• How to complete this task: As soon as the line containing "If you could point at the dark" appears, copy it and every following line word for word until the records end.

• Recorded information:

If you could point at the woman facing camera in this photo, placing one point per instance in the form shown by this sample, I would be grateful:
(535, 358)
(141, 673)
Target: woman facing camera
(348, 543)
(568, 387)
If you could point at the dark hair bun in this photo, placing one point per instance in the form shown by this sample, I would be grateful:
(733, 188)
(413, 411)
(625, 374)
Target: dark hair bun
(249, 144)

• Reply:
If you could point at the dark hair bun in this photo, placing one point per instance in the form shown by this sample, I would be grateful:
(733, 188)
(413, 411)
(625, 374)
Target: dark hair bun
(249, 144)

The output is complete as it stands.